YOUR TASK:
Copy the following items line for line, with every character unchanged.

RECORDS PROVIDED:
— START —

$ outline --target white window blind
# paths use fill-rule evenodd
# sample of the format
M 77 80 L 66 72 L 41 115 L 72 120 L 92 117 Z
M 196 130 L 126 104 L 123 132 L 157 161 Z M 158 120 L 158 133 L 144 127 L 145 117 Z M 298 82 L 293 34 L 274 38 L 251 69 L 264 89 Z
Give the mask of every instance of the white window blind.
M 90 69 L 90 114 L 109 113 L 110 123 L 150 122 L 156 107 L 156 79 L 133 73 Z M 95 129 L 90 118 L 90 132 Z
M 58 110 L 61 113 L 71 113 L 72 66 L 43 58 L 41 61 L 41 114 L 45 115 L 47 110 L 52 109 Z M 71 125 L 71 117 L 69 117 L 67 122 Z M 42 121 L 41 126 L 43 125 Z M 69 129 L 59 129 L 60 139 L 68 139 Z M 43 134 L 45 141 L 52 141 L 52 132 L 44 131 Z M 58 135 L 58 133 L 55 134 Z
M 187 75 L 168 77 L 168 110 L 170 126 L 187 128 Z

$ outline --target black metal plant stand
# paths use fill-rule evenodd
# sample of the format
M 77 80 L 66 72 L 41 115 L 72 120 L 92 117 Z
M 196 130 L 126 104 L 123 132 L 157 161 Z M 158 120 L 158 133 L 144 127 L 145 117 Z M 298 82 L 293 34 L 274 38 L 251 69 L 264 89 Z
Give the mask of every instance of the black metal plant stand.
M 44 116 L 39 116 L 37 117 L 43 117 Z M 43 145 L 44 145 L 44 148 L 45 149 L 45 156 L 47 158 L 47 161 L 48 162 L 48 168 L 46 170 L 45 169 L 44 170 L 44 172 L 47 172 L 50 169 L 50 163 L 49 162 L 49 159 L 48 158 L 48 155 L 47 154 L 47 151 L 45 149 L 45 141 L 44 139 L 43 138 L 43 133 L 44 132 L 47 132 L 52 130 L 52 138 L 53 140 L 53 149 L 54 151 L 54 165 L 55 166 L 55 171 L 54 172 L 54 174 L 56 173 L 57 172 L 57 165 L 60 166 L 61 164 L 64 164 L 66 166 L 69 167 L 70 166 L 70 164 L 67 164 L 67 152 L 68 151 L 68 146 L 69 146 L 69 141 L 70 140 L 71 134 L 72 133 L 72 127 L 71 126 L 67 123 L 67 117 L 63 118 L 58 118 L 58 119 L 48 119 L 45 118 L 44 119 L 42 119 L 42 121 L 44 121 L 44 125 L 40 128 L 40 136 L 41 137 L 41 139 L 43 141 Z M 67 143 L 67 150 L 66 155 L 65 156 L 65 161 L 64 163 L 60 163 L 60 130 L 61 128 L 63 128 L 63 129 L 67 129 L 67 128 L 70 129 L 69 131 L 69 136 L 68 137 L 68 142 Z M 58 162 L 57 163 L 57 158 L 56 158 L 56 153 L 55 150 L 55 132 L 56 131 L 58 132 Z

— END —

SOLVED EXERCISE:
$ outline --target white window blind
# paths use fill-rule evenodd
# sample of the format
M 77 80 L 66 72 L 41 115 L 72 120 L 92 117 Z
M 196 130 L 126 104 L 123 132 L 157 161 Z M 158 120 L 158 133 L 144 127 L 145 117 Z M 298 82 L 293 34 L 274 38 L 251 69 L 264 89 Z
Give the mask of every instance of the white window blind.
M 90 69 L 90 114 L 109 113 L 110 123 L 150 122 L 156 107 L 156 79 L 133 73 Z M 95 129 L 90 118 L 90 132 Z
M 58 110 L 61 113 L 71 113 L 72 66 L 43 58 L 41 61 L 41 114 L 45 115 L 47 110 L 52 109 Z M 71 125 L 71 117 L 69 117 L 67 122 Z M 42 121 L 41 126 L 43 125 Z M 69 129 L 59 129 L 60 139 L 68 139 Z M 43 134 L 45 141 L 52 141 L 52 132 L 44 131 Z M 58 135 L 58 133 L 55 134 Z
M 187 75 L 168 77 L 168 110 L 170 126 L 187 128 Z

$ outline --target black metal plant stand
# paths use fill-rule evenodd
# sample of the format
M 77 80 L 66 72 L 41 115 L 72 120 L 92 117 Z
M 196 130 L 126 104 L 123 132 L 157 161 Z M 158 120 L 158 133 L 144 127 L 145 117 Z M 298 82 L 293 34 L 274 38 L 251 69 L 264 89 Z
Give the mask of every instance of the black metal plant stand.
M 44 116 L 39 116 L 37 117 L 43 117 Z M 43 145 L 44 145 L 44 148 L 45 149 L 45 156 L 47 158 L 47 161 L 48 162 L 48 168 L 46 170 L 45 169 L 44 170 L 44 172 L 47 172 L 50 169 L 50 163 L 49 162 L 49 159 L 48 158 L 48 155 L 47 154 L 47 151 L 45 149 L 45 141 L 44 139 L 43 138 L 43 133 L 44 132 L 47 132 L 52 130 L 52 138 L 53 140 L 53 149 L 54 151 L 54 165 L 55 166 L 55 171 L 54 172 L 54 174 L 56 173 L 57 172 L 57 165 L 60 166 L 61 164 L 64 164 L 66 166 L 69 167 L 70 166 L 70 164 L 67 164 L 67 152 L 68 151 L 68 146 L 69 146 L 69 141 L 70 140 L 71 134 L 72 133 L 72 127 L 71 126 L 67 123 L 67 117 L 63 118 L 58 118 L 58 119 L 48 119 L 45 118 L 44 119 L 42 119 L 42 121 L 44 121 L 44 125 L 40 128 L 40 136 L 41 137 L 41 139 L 43 141 Z M 67 143 L 67 150 L 66 155 L 65 156 L 65 161 L 64 163 L 60 163 L 60 130 L 61 128 L 63 128 L 63 129 L 67 129 L 67 128 L 70 129 L 69 131 L 69 136 L 68 137 L 68 142 Z M 58 162 L 57 163 L 57 158 L 56 158 L 56 153 L 55 150 L 55 132 L 56 131 L 58 132 Z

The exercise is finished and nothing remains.